Provided information:
--*--

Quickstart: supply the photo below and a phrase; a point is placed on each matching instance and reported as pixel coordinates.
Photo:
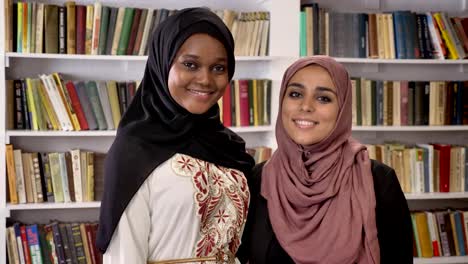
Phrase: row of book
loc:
(425, 168)
(50, 103)
(246, 103)
(406, 103)
(97, 29)
(393, 35)
(51, 243)
(440, 233)
(72, 176)
(260, 154)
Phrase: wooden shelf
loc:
(46, 206)
(442, 260)
(436, 196)
(111, 133)
(400, 61)
(14, 55)
(411, 128)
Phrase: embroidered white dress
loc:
(186, 208)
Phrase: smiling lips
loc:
(201, 93)
(302, 123)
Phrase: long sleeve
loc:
(393, 218)
(129, 243)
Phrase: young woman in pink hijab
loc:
(320, 199)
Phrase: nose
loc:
(307, 105)
(204, 77)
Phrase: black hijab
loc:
(155, 127)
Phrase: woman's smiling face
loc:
(310, 105)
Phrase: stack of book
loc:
(52, 243)
(104, 30)
(392, 35)
(72, 176)
(407, 103)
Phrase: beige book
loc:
(391, 36)
(462, 168)
(32, 43)
(433, 94)
(66, 101)
(266, 31)
(386, 35)
(52, 92)
(353, 102)
(8, 25)
(84, 239)
(90, 175)
(32, 177)
(37, 177)
(407, 171)
(327, 33)
(39, 28)
(118, 30)
(105, 103)
(261, 24)
(96, 28)
(396, 103)
(27, 177)
(76, 168)
(146, 34)
(247, 34)
(11, 173)
(436, 170)
(235, 26)
(385, 103)
(57, 184)
(10, 101)
(441, 102)
(13, 245)
(380, 36)
(20, 184)
(310, 34)
(398, 165)
(239, 40)
(71, 27)
(228, 17)
(49, 109)
(114, 102)
(84, 169)
(255, 34)
(237, 101)
(89, 28)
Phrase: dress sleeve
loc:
(129, 243)
(393, 219)
(254, 179)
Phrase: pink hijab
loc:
(321, 199)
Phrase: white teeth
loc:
(305, 123)
(199, 92)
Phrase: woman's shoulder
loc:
(386, 184)
(255, 177)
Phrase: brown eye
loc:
(294, 94)
(219, 68)
(190, 65)
(324, 99)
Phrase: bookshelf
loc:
(283, 50)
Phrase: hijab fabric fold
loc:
(155, 127)
(320, 197)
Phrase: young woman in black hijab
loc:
(175, 190)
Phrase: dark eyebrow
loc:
(325, 89)
(195, 57)
(319, 88)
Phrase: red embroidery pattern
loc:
(222, 198)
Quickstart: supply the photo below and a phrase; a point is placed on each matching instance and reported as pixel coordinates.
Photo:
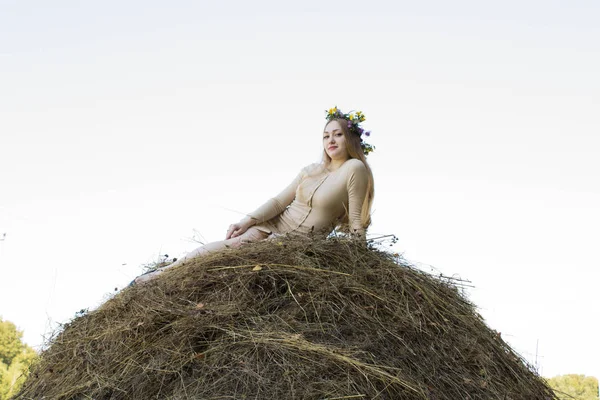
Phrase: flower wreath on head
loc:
(354, 119)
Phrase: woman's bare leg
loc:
(251, 235)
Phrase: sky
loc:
(134, 129)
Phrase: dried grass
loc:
(286, 319)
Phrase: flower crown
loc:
(354, 119)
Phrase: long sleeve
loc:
(356, 184)
(277, 204)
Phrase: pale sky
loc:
(129, 127)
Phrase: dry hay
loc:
(285, 319)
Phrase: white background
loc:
(128, 127)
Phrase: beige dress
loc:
(316, 201)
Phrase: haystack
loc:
(285, 319)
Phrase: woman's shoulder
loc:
(354, 164)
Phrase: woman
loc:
(335, 193)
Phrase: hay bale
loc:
(287, 319)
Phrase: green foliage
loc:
(10, 342)
(578, 387)
(15, 359)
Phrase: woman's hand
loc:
(239, 228)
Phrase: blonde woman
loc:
(338, 192)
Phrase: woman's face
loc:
(334, 141)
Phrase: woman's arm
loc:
(277, 204)
(356, 184)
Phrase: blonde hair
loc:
(355, 151)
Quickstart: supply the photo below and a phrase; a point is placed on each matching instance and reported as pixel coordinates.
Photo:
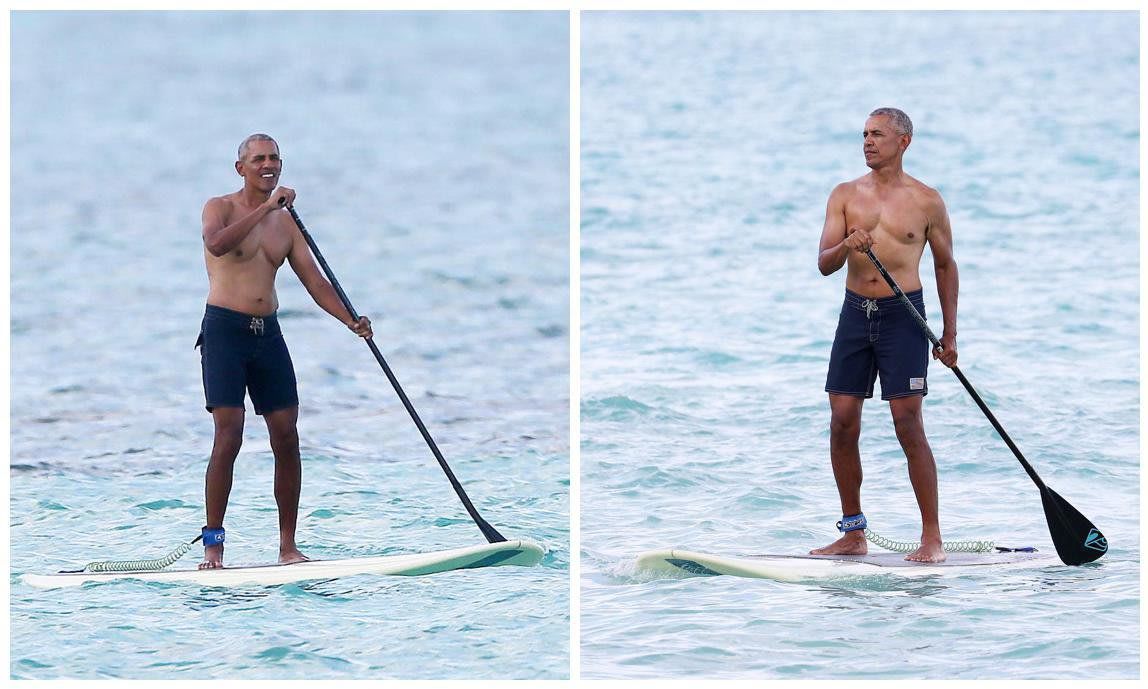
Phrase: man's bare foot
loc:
(851, 543)
(292, 556)
(929, 552)
(212, 557)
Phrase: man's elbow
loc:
(825, 266)
(215, 247)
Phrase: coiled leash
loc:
(210, 536)
(859, 523)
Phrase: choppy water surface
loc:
(431, 157)
(710, 144)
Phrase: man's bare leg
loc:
(229, 436)
(281, 427)
(844, 434)
(910, 432)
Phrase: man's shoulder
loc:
(922, 188)
(847, 188)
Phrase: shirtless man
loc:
(247, 235)
(896, 215)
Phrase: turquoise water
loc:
(431, 157)
(710, 144)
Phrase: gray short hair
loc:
(900, 120)
(242, 147)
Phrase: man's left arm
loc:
(319, 288)
(940, 242)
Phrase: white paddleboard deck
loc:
(487, 555)
(798, 567)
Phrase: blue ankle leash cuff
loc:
(214, 536)
(854, 523)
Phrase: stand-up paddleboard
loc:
(487, 555)
(800, 567)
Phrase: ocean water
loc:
(710, 144)
(431, 157)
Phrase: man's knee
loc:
(229, 431)
(907, 418)
(845, 420)
(284, 431)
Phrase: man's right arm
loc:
(834, 252)
(218, 238)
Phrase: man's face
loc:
(261, 165)
(882, 141)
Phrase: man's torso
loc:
(898, 219)
(245, 278)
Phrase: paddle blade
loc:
(1077, 541)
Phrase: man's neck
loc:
(890, 175)
(251, 196)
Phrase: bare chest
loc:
(894, 216)
(270, 240)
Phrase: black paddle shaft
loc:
(1076, 539)
(488, 531)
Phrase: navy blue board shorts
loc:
(878, 335)
(245, 354)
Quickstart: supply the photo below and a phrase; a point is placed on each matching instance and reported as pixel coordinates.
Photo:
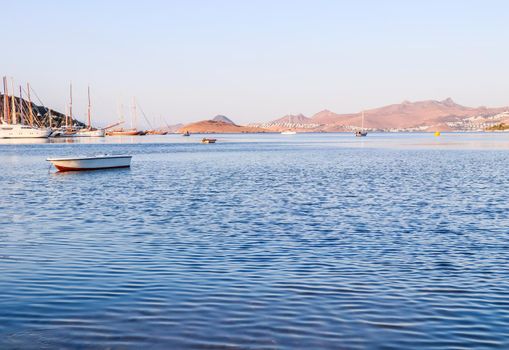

--*--

Work instructions:
Word for word, print all of the data; skip the pictures.

Response area:
Quickstart: supply the photo below and a phrase; a point is placed on each matching instance and reported as pixel coordinates.
Photo:
Phrase: row of book
loc:
(425, 168)
(50, 103)
(246, 103)
(406, 103)
(97, 29)
(393, 35)
(51, 243)
(440, 233)
(72, 176)
(260, 154)
Phrase: wooden shelf
loc:
(46, 206)
(442, 260)
(436, 196)
(111, 133)
(400, 61)
(14, 55)
(411, 128)
Phrase: embroidered white dress
loc:
(186, 208)
Phrase: smiling lips
loc:
(201, 93)
(302, 123)
Phrase: long sleeve
loc:
(393, 218)
(129, 243)
Phrase: young woman in pink hijab
loc:
(320, 199)
Phrase: nose
loc:
(307, 105)
(204, 77)
Phrase: black hijab
loc:
(155, 127)
Phrase: woman's smiling face
loc:
(310, 105)
Phrase: stack of book
loc:
(52, 243)
(104, 30)
(392, 35)
(72, 176)
(407, 103)
Phrase: beige book
loc:
(391, 36)
(462, 168)
(32, 43)
(433, 94)
(66, 101)
(266, 31)
(386, 35)
(52, 92)
(353, 102)
(8, 25)
(84, 239)
(90, 175)
(32, 177)
(37, 177)
(407, 171)
(327, 33)
(39, 28)
(118, 30)
(105, 103)
(261, 24)
(96, 28)
(396, 103)
(27, 177)
(76, 168)
(146, 34)
(247, 34)
(11, 173)
(436, 170)
(235, 26)
(385, 103)
(57, 184)
(10, 101)
(441, 102)
(13, 245)
(380, 36)
(20, 184)
(310, 34)
(398, 165)
(239, 40)
(71, 27)
(228, 17)
(49, 109)
(114, 102)
(84, 169)
(255, 34)
(237, 101)
(89, 28)
Phrase: dress sleeve
loc:
(129, 243)
(393, 219)
(254, 179)
Phrase: pink hijab
loc:
(321, 199)
Phrase: white teeth
loc:
(305, 123)
(199, 92)
Phrase: woman's shoulder
loc:
(386, 184)
(255, 177)
Phrase: brown eye
loc:
(294, 94)
(219, 68)
(190, 65)
(324, 99)
Phrase: bookshelf
loc:
(283, 50)
Phrase: hijab fabric fold
loc:
(155, 127)
(320, 197)
Phrase: young woman in black hijab
loc:
(175, 190)
Phrase: dark eyebrow
loc:
(325, 89)
(195, 57)
(319, 88)
Phrase: red embroidery pattern
loc:
(222, 198)
Quickstart: supply the photo below and a phrase; a point is placed on each matching instance and reported as pixel coordinates.
Photo:
Phrase: flower wreath on head
loc:
(354, 119)
Phrase: woman's bare leg
loc:
(251, 235)
Phrase: sky
loc:
(134, 129)
Phrase: dried grass
loc:
(286, 319)
Phrase: flower crown
loc:
(354, 119)
Phrase: long sleeve
loc:
(356, 184)
(277, 204)
Phrase: pale sky
loc:
(129, 127)
Phrase: dry hay
loc:
(285, 319)
Phrase: white background
loc:
(128, 127)
Phrase: beige dress
loc:
(316, 201)
Phrase: haystack
loc:
(285, 319)
Phrase: woman's shoulder
loc:
(354, 164)
Phrase: woman
loc:
(335, 193)
Phrase: hay bale
loc:
(287, 319)
Phrase: green foliage
loc:
(10, 342)
(578, 387)
(15, 359)
Phrase: woman's hand
loc:
(239, 228)
Phrase: blonde woman
loc:
(338, 192)
Phrase: woman's face
loc:
(334, 141)
Phrase: woman's arm
loc:
(277, 204)
(356, 184)
Phrase: blonde hair
loc:
(355, 151)
Quickstart: supply the photo below and a phrase; a point is placed on each matching instance and reported as pixel coordinates.
Photo:
Phrase: man's bare foot
loc:
(851, 543)
(292, 556)
(929, 552)
(212, 557)
Phrase: man's elbow
loc:
(825, 266)
(215, 247)
Phrase: coiled leash
loc:
(210, 536)
(859, 523)
Phrase: choppy water surface
loc:
(431, 157)
(710, 144)
Phrase: man's bare leg
loc:
(229, 436)
(281, 427)
(844, 434)
(910, 432)
Phrase: man's shoulder
loc:
(922, 188)
(847, 188)
Phrase: shirtless man
loc:
(247, 235)
(896, 215)
Phrase: turquoise water
loc:
(431, 157)
(710, 144)
Phrase: gray short hair
loc:
(900, 120)
(242, 147)
Phrase: man's left arm
loc:
(319, 288)
(940, 242)
Phrase: white paddleboard deck
loc:
(487, 555)
(798, 567)
Phrase: blue ankle leash cuff
loc:
(214, 536)
(854, 523)
Phrase: stand-up paddleboard
loc:
(487, 555)
(800, 567)
Phrase: ocean water
loc:
(710, 144)
(431, 157)
Phrase: man's knee
loc:
(229, 431)
(907, 418)
(845, 420)
(284, 431)
Phrase: man's right arm
loc:
(834, 252)
(218, 238)
Phrase: man's face
loc:
(261, 165)
(882, 141)
Phrase: man's torso
loc:
(898, 219)
(245, 278)
Phrase: paddle blade
loc:
(1077, 541)
Phrase: man's neck
loc:
(890, 175)
(251, 196)
Phrase: bare chest
loc:
(894, 216)
(270, 240)
Phrase: black paddle shaft
loc:
(1076, 539)
(488, 531)
Phrase: navy blue board shorts
loc:
(878, 335)
(245, 354)
Quickstart: supply the photo below and a phrase; a point is placed on each matching instance and reported as pixel coordinates.
Photo:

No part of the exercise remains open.